■ What the task requires:
The whole listing below should be duplicated exactly, with nothing left out.
=== Begin Enclosure ===
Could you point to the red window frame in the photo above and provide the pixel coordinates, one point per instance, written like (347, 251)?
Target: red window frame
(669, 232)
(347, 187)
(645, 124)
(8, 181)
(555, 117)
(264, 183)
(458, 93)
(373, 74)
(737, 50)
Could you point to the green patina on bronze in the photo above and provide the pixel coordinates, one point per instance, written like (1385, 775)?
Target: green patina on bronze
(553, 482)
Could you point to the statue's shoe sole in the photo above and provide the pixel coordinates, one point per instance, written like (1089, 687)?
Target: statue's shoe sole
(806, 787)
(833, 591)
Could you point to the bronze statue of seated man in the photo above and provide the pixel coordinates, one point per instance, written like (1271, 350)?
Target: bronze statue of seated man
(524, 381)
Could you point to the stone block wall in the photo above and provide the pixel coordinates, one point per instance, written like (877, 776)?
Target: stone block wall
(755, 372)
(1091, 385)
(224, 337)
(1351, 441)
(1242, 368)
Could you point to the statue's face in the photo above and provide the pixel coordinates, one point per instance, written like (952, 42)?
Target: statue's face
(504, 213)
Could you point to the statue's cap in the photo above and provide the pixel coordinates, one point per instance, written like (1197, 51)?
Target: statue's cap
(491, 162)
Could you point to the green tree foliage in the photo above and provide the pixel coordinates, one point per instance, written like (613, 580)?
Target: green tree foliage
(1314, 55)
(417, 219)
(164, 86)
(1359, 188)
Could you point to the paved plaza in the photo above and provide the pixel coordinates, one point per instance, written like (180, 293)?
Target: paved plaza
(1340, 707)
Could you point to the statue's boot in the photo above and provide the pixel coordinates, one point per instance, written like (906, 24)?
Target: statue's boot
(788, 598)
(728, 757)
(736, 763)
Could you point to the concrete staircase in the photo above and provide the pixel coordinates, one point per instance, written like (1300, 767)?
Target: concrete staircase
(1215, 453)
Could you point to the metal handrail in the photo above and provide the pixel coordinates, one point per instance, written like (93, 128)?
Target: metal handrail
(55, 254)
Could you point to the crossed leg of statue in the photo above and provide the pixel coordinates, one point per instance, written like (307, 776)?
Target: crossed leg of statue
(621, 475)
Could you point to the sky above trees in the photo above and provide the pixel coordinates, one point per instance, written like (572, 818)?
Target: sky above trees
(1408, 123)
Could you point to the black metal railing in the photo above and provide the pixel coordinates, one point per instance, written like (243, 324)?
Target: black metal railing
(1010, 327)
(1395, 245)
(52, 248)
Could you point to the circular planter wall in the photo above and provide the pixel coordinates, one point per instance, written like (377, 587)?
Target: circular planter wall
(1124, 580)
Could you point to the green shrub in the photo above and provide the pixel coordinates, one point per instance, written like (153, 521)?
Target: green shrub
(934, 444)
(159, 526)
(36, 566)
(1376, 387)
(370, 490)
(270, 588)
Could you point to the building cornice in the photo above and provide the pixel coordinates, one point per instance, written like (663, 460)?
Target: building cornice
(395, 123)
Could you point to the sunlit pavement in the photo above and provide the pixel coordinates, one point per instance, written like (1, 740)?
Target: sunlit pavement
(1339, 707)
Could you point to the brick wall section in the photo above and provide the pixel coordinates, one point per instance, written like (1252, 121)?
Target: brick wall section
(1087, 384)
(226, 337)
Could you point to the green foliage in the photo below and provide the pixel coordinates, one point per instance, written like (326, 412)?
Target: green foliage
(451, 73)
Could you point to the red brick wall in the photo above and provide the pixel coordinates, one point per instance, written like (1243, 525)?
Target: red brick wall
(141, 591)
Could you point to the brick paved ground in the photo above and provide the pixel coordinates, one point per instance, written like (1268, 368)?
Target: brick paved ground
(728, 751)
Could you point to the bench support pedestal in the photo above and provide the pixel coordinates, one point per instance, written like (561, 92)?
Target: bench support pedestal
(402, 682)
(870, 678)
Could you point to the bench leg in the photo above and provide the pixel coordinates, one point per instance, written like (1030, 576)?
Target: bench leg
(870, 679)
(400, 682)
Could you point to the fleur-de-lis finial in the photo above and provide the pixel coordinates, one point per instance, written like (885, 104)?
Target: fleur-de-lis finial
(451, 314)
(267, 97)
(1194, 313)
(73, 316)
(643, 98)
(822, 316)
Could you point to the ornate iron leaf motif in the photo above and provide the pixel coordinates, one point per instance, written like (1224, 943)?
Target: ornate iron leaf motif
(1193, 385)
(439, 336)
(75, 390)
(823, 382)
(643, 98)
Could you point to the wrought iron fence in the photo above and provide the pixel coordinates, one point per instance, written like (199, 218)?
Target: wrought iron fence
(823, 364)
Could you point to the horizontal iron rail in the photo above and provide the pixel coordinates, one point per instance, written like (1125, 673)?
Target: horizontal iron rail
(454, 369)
=== End Enclosure ===
■ Written answer:
Could you point to the red window frame in the photo above and provide the pixel coordinates, one point per instance, written like (347, 251)?
Target: red window frame
(669, 232)
(347, 187)
(645, 124)
(8, 181)
(555, 117)
(264, 183)
(458, 93)
(373, 74)
(737, 50)
Could you point to the green patina on bronze in the photo above and provide the pixel coordinates, one point per instance, written like (1385, 775)?
Target: green patina on bronze
(553, 482)
Could you point to the statue's shoe sole in the photo above and provide the pixel coordinates, one point per instance, written like (1089, 687)?
Target: statue's shoe sole
(806, 787)
(833, 591)
Could you point to the bronze statue of seated man in the photo above and provide the pixel coordinates, one point per instance, written like (1271, 350)?
Target: bronze statue of seated man
(524, 381)
Could you point to the stone block wall in the photo above and provide the pixel coordinates, one point per instance, written like (877, 776)?
Target: stone block wall
(755, 372)
(1091, 385)
(224, 337)
(1351, 441)
(1242, 368)
Could you point to the statue's face in the photo above and provide the pixel coordinates, one point per instance, written like (952, 42)?
Target: statue's face
(504, 213)
Could you point to the statue's cap in the photo above and provide the pixel coordinates, one point per instance, written like (1197, 51)?
Target: statue's cap
(491, 162)
Could you point to the green tree foliage in the photo above and provide the pixel coordinates, one point per instance, written like (613, 580)?
Target: green tree foliage
(1314, 55)
(417, 219)
(164, 86)
(1359, 188)
Could you point to the paved plaza in the photo above and provide the pixel coordinates, one point per instance, written like (180, 293)?
Target: paved plaza
(1340, 707)
Could you point to the statue's boot in the photo above and provide the pixel coordinates, one point per instance, written like (906, 24)?
Target: statue's boot
(788, 598)
(728, 757)
(736, 763)
Could you point to the concrete staircase in the photo above and provide the pixel coordinates, one point per instance, written like (1300, 767)?
Target: concrete staircase
(1215, 453)
Could you point to the metal handrail in the photo above and provide the pixel coordinates, one point per instance, written like (93, 128)?
Target: metal handrail
(55, 254)
Could you point to the crossed leg of statue in the photo above and provide the pixel coordinates, one point per instance, written like (307, 776)?
Target: crossed leg of statue
(621, 475)
Could you point to the sky above trees in the photo above and provide the pixel coordinates, one point per instance, written like (572, 818)?
Target: sky above trees
(1408, 123)
Could you point to the black metal railing in the photo above and provide the pixel coordinates, one point per instance, written like (243, 324)?
Target: black metal railing
(1010, 327)
(1395, 245)
(52, 248)
Could you point to the circular planter wall in the photo above and provide the pixel coordinates, one point per instance, written like (377, 587)?
Target: circular planter wall
(1124, 580)
Could you point to the green shrub in the photo above and provide the pixel coordinates, one point per instance, written like (153, 521)?
Target: green shrub
(934, 444)
(159, 526)
(36, 566)
(1376, 387)
(370, 490)
(270, 588)
Could you point to the building cornice in the photo above and provide the pixel coordinates, one point per instance, written like (663, 460)?
Target: building cornice
(395, 123)
Could you point to the sunlit pavement in the photo above and provide the pixel coordinates, one point per instance, written like (1, 740)?
Target: sunlit pavement
(1339, 707)
Could you point to the brick wall section in the photo above and provide the pixel coordinates, one point per instance, written like (1252, 121)?
Target: brick wall section
(1087, 384)
(226, 337)
Could you point to the green foliage in the photo below and provide the pixel coordinates, one point per instance, written like (326, 412)?
Target: green foliage
(451, 73)
Could you point to the red brick wall in the photo above and provide the pixel coordinates, one point per instance, written like (1243, 525)?
Target: red brick wall
(141, 591)
Could you point to the brick paved ground in the photo above and provide the pixel coordinates, one point per instance, written like (1268, 368)?
Target: brick paved ground
(728, 751)
Could you point to the bench support pedestal in the photo above and provide the pixel coordinates, one point per instance, written like (561, 92)?
Target: bench support pedestal
(402, 682)
(870, 678)
Could you point to the bench leg in the photo above and provide the pixel coordinates, one point per instance, written like (1030, 576)?
Target: bench leg
(870, 679)
(400, 682)
Could you point to the fleur-de-lis finial in the photo above and provide the pixel coordinates, one point per instance, written like (885, 104)?
Target: fleur-de-lis finial
(451, 314)
(267, 97)
(1194, 313)
(73, 316)
(643, 98)
(822, 316)
Could you point to the ornate iron leaf motif in the photo above and provide the pixel coordinates, one point per instance, written like (1224, 943)?
Target: ornate iron leaf motif
(1193, 385)
(439, 336)
(75, 390)
(823, 382)
(643, 98)
Could you point to the wrought iron fence in the photo above and provide the pixel coordinates, one point per instance, written like (199, 218)?
Target: wrought iron fence
(823, 364)
Could you point to the horizontal iron rail in the photo above and provide the pixel coordinates, one point per instance, written like (1125, 673)?
Target: horizontal iron rail
(454, 369)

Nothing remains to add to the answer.